* PROBLEM REQUIREMENTS *
Copy out every line of the data exactly.

* RECORDS FOR THIS EXERCISE *
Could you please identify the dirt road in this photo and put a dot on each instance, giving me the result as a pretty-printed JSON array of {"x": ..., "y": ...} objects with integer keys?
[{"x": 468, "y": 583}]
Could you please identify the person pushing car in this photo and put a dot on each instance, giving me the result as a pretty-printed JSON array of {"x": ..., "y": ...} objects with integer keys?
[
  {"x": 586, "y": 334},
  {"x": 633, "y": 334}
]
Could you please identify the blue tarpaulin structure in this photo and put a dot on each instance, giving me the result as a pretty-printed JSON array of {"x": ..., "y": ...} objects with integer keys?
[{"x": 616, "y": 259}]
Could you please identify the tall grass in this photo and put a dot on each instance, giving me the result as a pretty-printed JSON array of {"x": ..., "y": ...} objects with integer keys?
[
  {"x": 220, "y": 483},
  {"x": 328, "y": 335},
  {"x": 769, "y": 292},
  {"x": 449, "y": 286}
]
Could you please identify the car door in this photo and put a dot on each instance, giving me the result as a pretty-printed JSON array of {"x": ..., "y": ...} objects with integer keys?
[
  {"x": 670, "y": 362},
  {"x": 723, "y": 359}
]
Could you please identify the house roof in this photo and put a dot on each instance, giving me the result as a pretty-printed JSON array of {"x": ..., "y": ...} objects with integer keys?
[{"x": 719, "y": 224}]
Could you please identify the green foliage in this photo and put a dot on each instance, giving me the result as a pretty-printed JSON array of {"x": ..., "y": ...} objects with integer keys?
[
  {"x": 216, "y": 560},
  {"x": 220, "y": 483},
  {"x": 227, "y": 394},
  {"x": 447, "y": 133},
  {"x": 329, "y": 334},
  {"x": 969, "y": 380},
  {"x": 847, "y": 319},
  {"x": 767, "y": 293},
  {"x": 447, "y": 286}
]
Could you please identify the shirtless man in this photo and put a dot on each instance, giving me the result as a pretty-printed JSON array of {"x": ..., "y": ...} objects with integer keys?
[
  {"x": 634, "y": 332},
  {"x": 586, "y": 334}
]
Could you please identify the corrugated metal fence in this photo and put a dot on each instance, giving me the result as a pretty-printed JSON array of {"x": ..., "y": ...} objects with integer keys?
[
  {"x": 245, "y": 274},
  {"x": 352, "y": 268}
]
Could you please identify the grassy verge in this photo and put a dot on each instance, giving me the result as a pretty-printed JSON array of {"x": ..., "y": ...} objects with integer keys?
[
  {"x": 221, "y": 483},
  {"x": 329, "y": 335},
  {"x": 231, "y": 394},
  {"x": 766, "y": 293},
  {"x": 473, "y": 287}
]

* RESULT OF THE EXERCISE *
Could you please identify the dirt road in this photo and put a dot on each instance, giving me the result as a pretty-printed JSON array of {"x": ..., "y": ...} objects with integer keys?
[{"x": 468, "y": 583}]
Could you please identify the person pushing car in this photo and put a dot on each instance, giving me the result as a pretty-printed JSON array of {"x": ..., "y": ...} objects with integer keys?
[
  {"x": 586, "y": 334},
  {"x": 633, "y": 334}
]
Could you please identify the blue tarpaulin structure in this photo and put a dot on each instance, giving me the result as a pretty-printed JSON array of {"x": ..., "y": ...} objects with integer keys?
[{"x": 616, "y": 259}]
Could you please identify the tall grass in this photo and put a dot on each instance, giving me the result as a pretty-printed JSON array of {"x": ..., "y": ...} objects with integer keys?
[
  {"x": 220, "y": 483},
  {"x": 328, "y": 335},
  {"x": 769, "y": 292},
  {"x": 449, "y": 286}
]
Could you please identify the car door in this photo and put a dot on each instance, giving me the result as a pretty-printed JSON array of {"x": ..., "y": ...} objects with integer keys?
[
  {"x": 670, "y": 362},
  {"x": 723, "y": 359}
]
Could you please identify the house roof in this photo and put a dot on each instance, giving me the result as a pretty-printed JSON array of {"x": ..., "y": ...} objects with integer keys?
[{"x": 719, "y": 224}]
Could you please identify the green foliage in this photo and put a dot on each instance, giving me the result as a pretty-printed JSON array of {"x": ..., "y": ...} objects with integer keys?
[
  {"x": 216, "y": 560},
  {"x": 220, "y": 483},
  {"x": 227, "y": 394},
  {"x": 447, "y": 133},
  {"x": 329, "y": 334},
  {"x": 969, "y": 380},
  {"x": 847, "y": 319},
  {"x": 767, "y": 293},
  {"x": 447, "y": 286}
]
Could you please identify the shirtless man in this photo and put a dot on each instance, giving me the result as a pretty-printed JSON array of {"x": ..., "y": ...} objects with integer keys?
[
  {"x": 634, "y": 332},
  {"x": 586, "y": 334}
]
Could you please identify the corrugated metal fence in this photo and put a dot on each instance, giving me the result as a pretty-printed JSON array of {"x": ..., "y": ...} objects with integer keys?
[
  {"x": 245, "y": 274},
  {"x": 352, "y": 268}
]
Could you please identify the grassy verge in this photo and put a dot on each instance, giving me the result as a pretty-printed JSON array of {"x": ..., "y": ...} objects with integer keys?
[
  {"x": 221, "y": 483},
  {"x": 329, "y": 335},
  {"x": 231, "y": 394},
  {"x": 766, "y": 293},
  {"x": 473, "y": 287}
]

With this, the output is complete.